_WYBRANY FRAGMENT_:
↓↓↓
Eh. No i znowu marudze. A tak naprawde to gra mi sie zajebicie podoba. Naprawde. Dawno juz nie mialem takiej frajdy z gry. Wpakowalem w nia ponad 200 godzin i napewno wpakuje duzo wiecej.
 
Last edited by a moderator:
Acha. Jeszcze jedno. Blagam, dajcie opcje ustawieniach gry na wylaczenie automatycznego wyciagania miecza. W ogole, automatycznego przechodzenia do trybu walki. Kolejny glupi pomysl wedlug mnie.
Quoted For Truth.

Nie widziałem jeszcze jak to wygląda w nowym patchu, ale to przeogromny idiotyzm. Nie dość, że w ogóle nie wiadomo po co wprowadzony (jakby gracz nie mógł sam zadecydować o przejściu w tryb walki poprzez wyciągnięcie broni), to strasznie zabugowany - nadal od czasu do czasu Geralt chowa miecz w środku walki, otoczony przez przeciwników.
 

Guest 3845262

Guest
Patch 1.07 wersja PC wprowadza tryb alternatywny w reakcji Geralta i Ciri ... włączyłem go sobie i grałem grałem (Geraltem) - osobiście nie widzę różnicy ... ale ... mapowanie klawiszy nie pozwala ustawić prawego klawisza myszy dla trybu przeszukiwania i jednocześnie np. mocnego uderzenia w trakcie walki ... duży minus Najgorsze jednak jest to, że w zadaniu Bitwa Kaer Morhen kiedy trzeba walczyć Ciri (przed patchem 1.07 sterowanie było ok) i dochodzi jeszcze zrzucanie bomb ... sterowani ew trybie alternatywnym w ogóle nie działa ... Samouczki pokazują instrukcje wciśnij (w zależności od mapowania klawiszy i przycisków myszy) x aby spuścić kulę ognia - nie działa... wciśnij I aby wejść do menu przedmiotów - u CIRI - nie działa, przytrzymaj y aby wykonać skomasowany atak (szarżę) moc ataku niby się ładuje ale po naciśnięciu przycisku ciosu od razu się rozładowuje, zanim Ciri dotrze do nawet blisko stojącego przeciwnika ... po zmianie trybu sterowani ana podstawowy jest lepiej, ale kuli ognia i tak nie udało mi się zrzucić ... i muszę przemapowywać klawisze w myszy i klawiaturze jak walczę Ciri, a potem Geraltem - LIPA
[h=3][/h]
 

Guest 3845262

Guest
Pobiegaj w kółko (W+D/A z shiftem), to zobaczysz.
↑↑↑
_POLECENIE_:
Przedstaw w formie krótkiej listy akapit z wybranego fragmentu zaczynający się od słów „Nie widziałem jeszcze jak to wygląda”, zachowując jego główne informacje.

_WYODRĘBNIONY MATERIAŁ_:
↓↓↓
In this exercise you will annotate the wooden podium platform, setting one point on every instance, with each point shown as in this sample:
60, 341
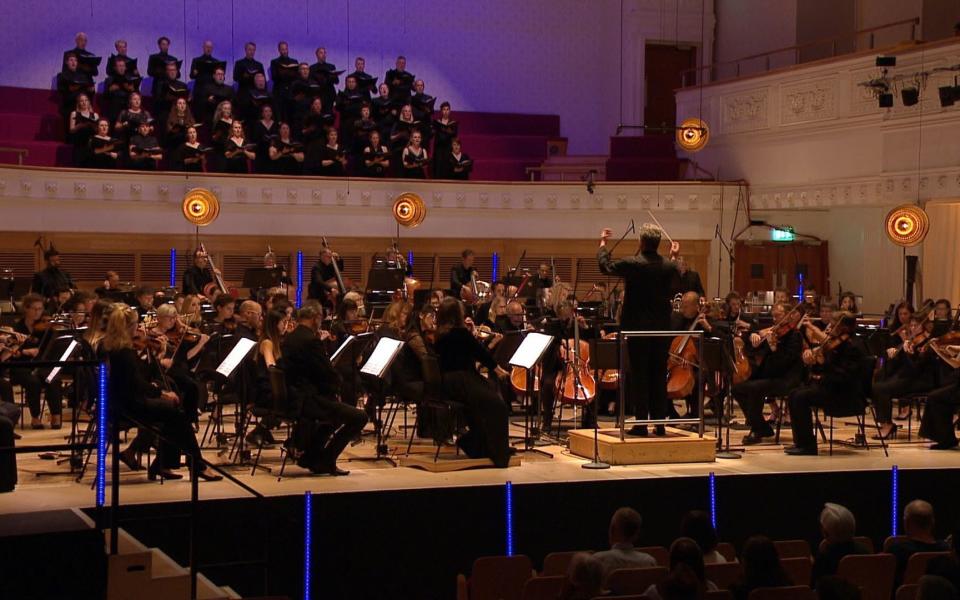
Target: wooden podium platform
678, 446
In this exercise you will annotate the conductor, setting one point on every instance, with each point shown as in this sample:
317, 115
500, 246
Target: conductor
650, 282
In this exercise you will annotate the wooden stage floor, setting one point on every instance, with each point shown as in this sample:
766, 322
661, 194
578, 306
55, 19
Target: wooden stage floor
47, 492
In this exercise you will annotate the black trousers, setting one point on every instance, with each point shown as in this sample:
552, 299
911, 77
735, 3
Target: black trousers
750, 396
33, 385
937, 423
647, 379
346, 422
486, 414
807, 397
895, 386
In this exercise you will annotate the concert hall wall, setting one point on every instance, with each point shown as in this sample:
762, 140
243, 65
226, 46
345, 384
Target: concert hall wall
541, 56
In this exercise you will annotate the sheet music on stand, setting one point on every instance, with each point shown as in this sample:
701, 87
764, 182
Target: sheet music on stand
382, 357
240, 350
531, 350
65, 357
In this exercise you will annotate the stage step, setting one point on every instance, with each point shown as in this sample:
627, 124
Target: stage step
678, 446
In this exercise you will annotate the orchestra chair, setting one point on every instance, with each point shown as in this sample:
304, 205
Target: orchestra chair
556, 563
799, 569
727, 551
543, 587
917, 565
793, 549
659, 554
891, 540
793, 592
434, 399
495, 578
634, 581
872, 573
723, 575
907, 591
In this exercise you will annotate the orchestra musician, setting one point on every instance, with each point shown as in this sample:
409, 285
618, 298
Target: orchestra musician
779, 370
485, 411
650, 282
33, 382
312, 385
142, 399
323, 278
52, 280
199, 275
838, 388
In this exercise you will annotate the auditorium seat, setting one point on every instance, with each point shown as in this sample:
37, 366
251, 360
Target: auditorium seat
634, 581
873, 573
793, 549
794, 592
917, 565
543, 587
495, 578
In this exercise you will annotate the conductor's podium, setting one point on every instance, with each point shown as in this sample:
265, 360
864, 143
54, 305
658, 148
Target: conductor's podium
678, 446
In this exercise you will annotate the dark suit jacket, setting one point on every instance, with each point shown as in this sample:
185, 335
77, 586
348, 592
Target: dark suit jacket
307, 367
650, 282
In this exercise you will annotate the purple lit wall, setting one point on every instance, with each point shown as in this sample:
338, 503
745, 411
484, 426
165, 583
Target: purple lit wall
535, 56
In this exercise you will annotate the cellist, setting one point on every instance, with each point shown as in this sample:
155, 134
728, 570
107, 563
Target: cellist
779, 371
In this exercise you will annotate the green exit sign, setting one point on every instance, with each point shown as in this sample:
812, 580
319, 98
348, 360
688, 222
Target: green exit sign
786, 234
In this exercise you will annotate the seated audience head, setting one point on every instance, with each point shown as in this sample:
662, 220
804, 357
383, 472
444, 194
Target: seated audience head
918, 521
625, 526
696, 525
584, 577
837, 523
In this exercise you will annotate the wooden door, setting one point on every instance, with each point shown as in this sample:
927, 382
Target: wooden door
664, 67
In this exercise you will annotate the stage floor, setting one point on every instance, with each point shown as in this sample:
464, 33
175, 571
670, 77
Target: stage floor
47, 492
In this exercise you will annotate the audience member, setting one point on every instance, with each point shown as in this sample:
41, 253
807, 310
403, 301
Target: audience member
623, 534
696, 525
838, 527
761, 567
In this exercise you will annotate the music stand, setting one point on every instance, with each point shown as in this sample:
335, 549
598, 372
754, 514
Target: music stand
377, 366
528, 356
604, 355
718, 358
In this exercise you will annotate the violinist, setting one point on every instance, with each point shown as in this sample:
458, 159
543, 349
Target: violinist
779, 370
913, 371
486, 413
651, 282
51, 281
31, 327
323, 278
838, 390
137, 396
183, 347
198, 276
312, 385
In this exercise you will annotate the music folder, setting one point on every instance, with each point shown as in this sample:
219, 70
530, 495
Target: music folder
531, 350
382, 357
239, 351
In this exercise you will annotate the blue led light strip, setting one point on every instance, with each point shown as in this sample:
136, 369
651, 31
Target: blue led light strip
713, 500
509, 517
894, 496
102, 436
307, 542
299, 278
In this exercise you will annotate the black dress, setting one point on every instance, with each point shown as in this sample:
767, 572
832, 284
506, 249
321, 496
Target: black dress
485, 411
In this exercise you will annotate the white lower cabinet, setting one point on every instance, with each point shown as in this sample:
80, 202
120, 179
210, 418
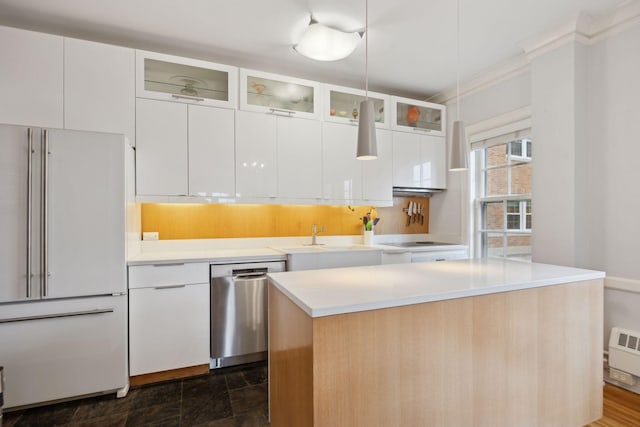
↑↑↑
_WYNIK KOŃCOWY_:
- Autor nie widział jeszcze, jak to rozwiązanie działa w nowym patchu, ale uważa je za ogromny idiotyzm.
- Nie wiadomo, po co je wprowadzono, skoro gracz może sam przejść w tryb walki, wyciągając broń.
- Jest mocno zabugowane: Geralt nadal od czasu do czasu chowa miecz w środku walki, otoczony przez przeciwników.